### Extracted text

Writer-directors Joel Coen and Ethan Coen’s lovingly respectful homage movie The Ballad of Buster Scruggs (2018) is first of all a haunting work of art, and second a beautiful toast to the Western movie and the vanished west, and third a sweet and lovely entertainment.
I’ve never been a big fan of the episodic compendium movie, but here the Coen Brothers make it work as best it ever could, as their six stories glide along seamlessly together and form one single organic unit.
It kicks off with the segment The Ballad of Buster Scruggs, with Tim Blake Nelson charismatic as the singing, smiling – and killing – cowboy Buster Scruggs, and finishes with the doomy The Mortal Remains with Tyne Daly, Jonjo O’Neill, Brendan Gleeson and Saul Rubinek on a coach ride to hell, though sudden, violent death is the theme, or at least pattern, for the whole movie.
The Ballad of Buster Scruggs is very amusing, sometimes very funny, but is is also occasionally very violent. At any rate, it is all very Coen Brothers. Returning to the entrancing form of their 2013 London Film Festival entry Inside Llewyn Davis, they are officially forgiven for their last movie, Hail, Caesar! (2016).
Who else to praise? Certainly Tom Waits for his old gold prospector in the segment All Gold Canyon, Zoe Kazan for her bereaved Alice Longabaugh on the wagon train in the segment The Gal Who Got Rattled, and James Franco for his bank robbing cowboy in the segment Near Algodones. All the casting and the performances are simply perfection. Everybody looks like they have been working in Westerns for years, just like the Western stars and character actors of yore. Actually they look like they have been living in the Old West for years. Most of them look proper sweaty and dirty, though that of course does not include the pristine singing cowboy Buster Scruggs.

### Dataset section
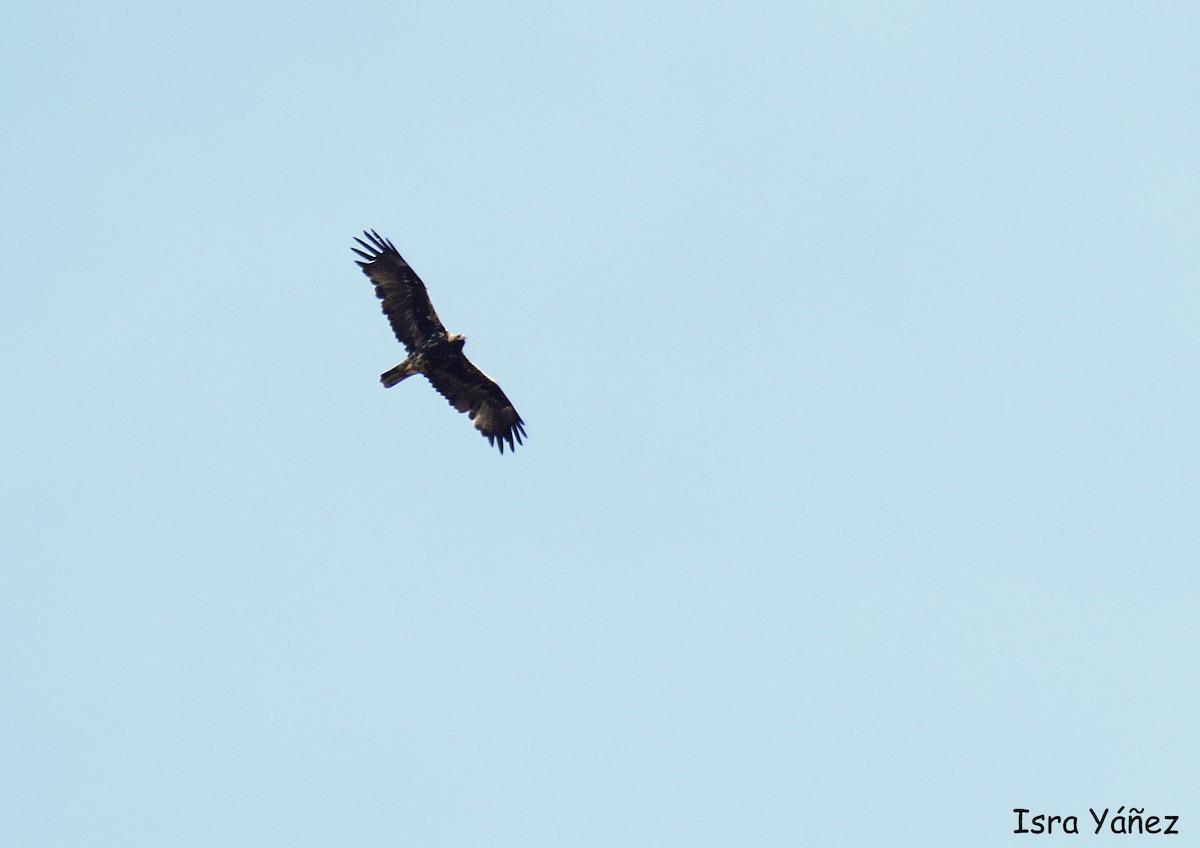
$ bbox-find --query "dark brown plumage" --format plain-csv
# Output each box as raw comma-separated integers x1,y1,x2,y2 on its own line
350,230,526,453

### Problem set
• a. Answer the following from the review of The Ballad of Buster Scruggs:
(i) Which actor plays the cowboy Buster Scruggs?
(ii) For which earlier movie are the Coen Brothers said to be forgiven?
(iii) In which segment does Tom Waits play an old gold prospector?
• b. Pick up the review of The Ballad of Buster Scruggs after its final sentence and write the next paragraph in the same voice.
The data above bear no relation to the film review.

### Written responses
• a.
(i) Tim Blake Nelson
(ii) Hail, Caesar! (2016)
(iii) All Gold Canyon

• b.
An obvious total labour of love, The Ballad of Buster Scruggs looks so great that it is breathtaking. It sounds great too. Music and song propel the film along. Carter Burwell’s score and Bruno Delbonnel’s cinematography and Jess Gonchor’s production designs are works of art too.
At 132 minutes, this is, perhaps surprisingly, the longest film directed by the Coen Brothers. The time just slips by, at the end you are hoping for just one more story, then maybe another, and another, a neverending story. It ends on a dangerous downbeat note. Maybe the Coen Brothers should have brought back the singing cowboy Buster Scruggs to sing one more song at the end to cheer us up and send us happily on our way. But then that wouldn’t be the Coen Brothers, would it?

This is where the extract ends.